Text excerpt >>

One limitation of the existing receptive vocabulary size tests lies in the representativeness of a small, random sample of target words (Stoeckel et al. 2020). Many vocabulary size assessments sampled test items based on frequency bands (e.g., Meara and Jones 1990; Nation and Beglar 2007; Webb et al. 2017; Schmitt et al. 2001), assuming that the items within a frequency-derived word band featured a similar level of difficulty. However, empirical evidence indicates that difficulty can vary significantly for individual words within frequency bands (Beglar 2010) and that frequency alone explains only 25% of the variance in word recognition difficulty (Hashimoto and Egbert 2019). To address this issue, when constructing LexCH, we adopted a stratified random sampling method to obtain 250 words from 25 frequency levels to form the initial version. We then employed the IRT-based method to choose words with a range of difficulty and strong discriminative power to develop the final version of the assessment. This procedure significantly improved the test items’ representativeness. Word items were sampled from the LCWCC, which contained 56,008 “commonly used words in Putonghua” (p.1). LexCH is thus thought to be most suitable for L1 Chinese speakers with secondary education and perhaps for Chinese L2 learners, especially advanced groups. We do not intend for LexCH to be used among native speakers of Chinese with a higher education background because LCWCC does not contain academic terms that university students or graduates of different disciplines are likely to know, even though these learners could show some variation in LexCH performance. Additionally, we do not recommend LexCH for use with small children because the Yes/No format requires a high degree of judgement. Use with this age group could significantly threaten the validity of the instrument.

Information shown >>
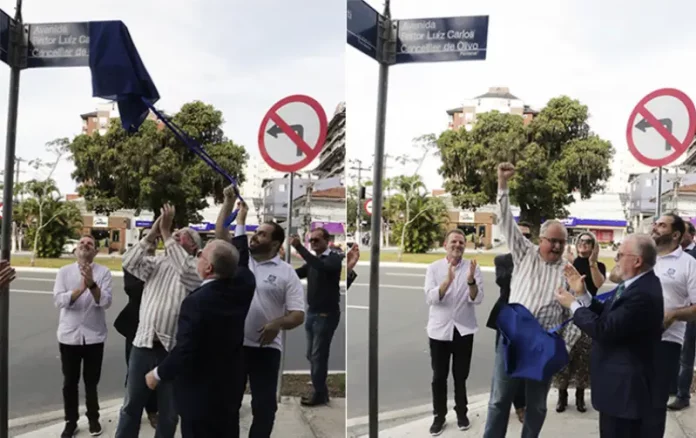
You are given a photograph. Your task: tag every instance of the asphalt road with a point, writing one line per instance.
(404, 358)
(35, 375)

Things to do >>
a – In the passage on the LexCH vocabulary test, why do the authors advise against using LexCH with small children?
b – Carry the passage on the LexCH vocabulary test forward from its last sentence.
Nothing in the listing matters here.

Exercise results >>
a – The Yes/No format requires a high degree of judgement, so using the test with small children could significantly threaten its validity.

b –
6 Limitations and implications

Our initial validation provides supportive evidence for five aspects of construct validity proposed by Messick (1995). Vocabulary size measured by LexCH correlated significantly with Chinese literacy (0.387 ≤ r ≤ 0.677, p < 0.05). However, one should be cautious when interpreting this result, as one limitation of our study is that we took students’ final scores in the Chinese subject at school as measures of their Chinese literacy. Their exams differed by grade and had not been validated. Further empirical studies are needed before the vocabulary size measured by LexCH can certifiably be used as a rough measure of Chinese proficiency for L1 Chinese speakers in psychological and linguistic research or placement tests.

A second limitation of the current study entails the lack of evidence of criterion validity. To the best of our knowledge, no available and widely recognized receptive vocabulary size test yet exists for teenage and adult learners of Chinese. Researchers could collect evidence in the future through meaning-recall interviews and other means to further validate this test.

Third, for practical reasons, test items were presented in a fixed order on paper. We do not consider these parameters problematic. Izura et al.’ (2014) suggested that a fixed presentation order can still produce good results. However, test items could be administered through a random permutation via computer in subsequent studies to avoid potential effects from items’ positions.

Finally, we provided validity evidence based only on data collected from L1 speakers. Our sample was also fairly homogeneous in that all participants were teenage students from one junior high school and one high school in a city in Guangdong, China. Further validation efforts are needed with L1 speakers of different ages and from diverse educational backgrounds as well as with L2 speakers at various proficiency levels.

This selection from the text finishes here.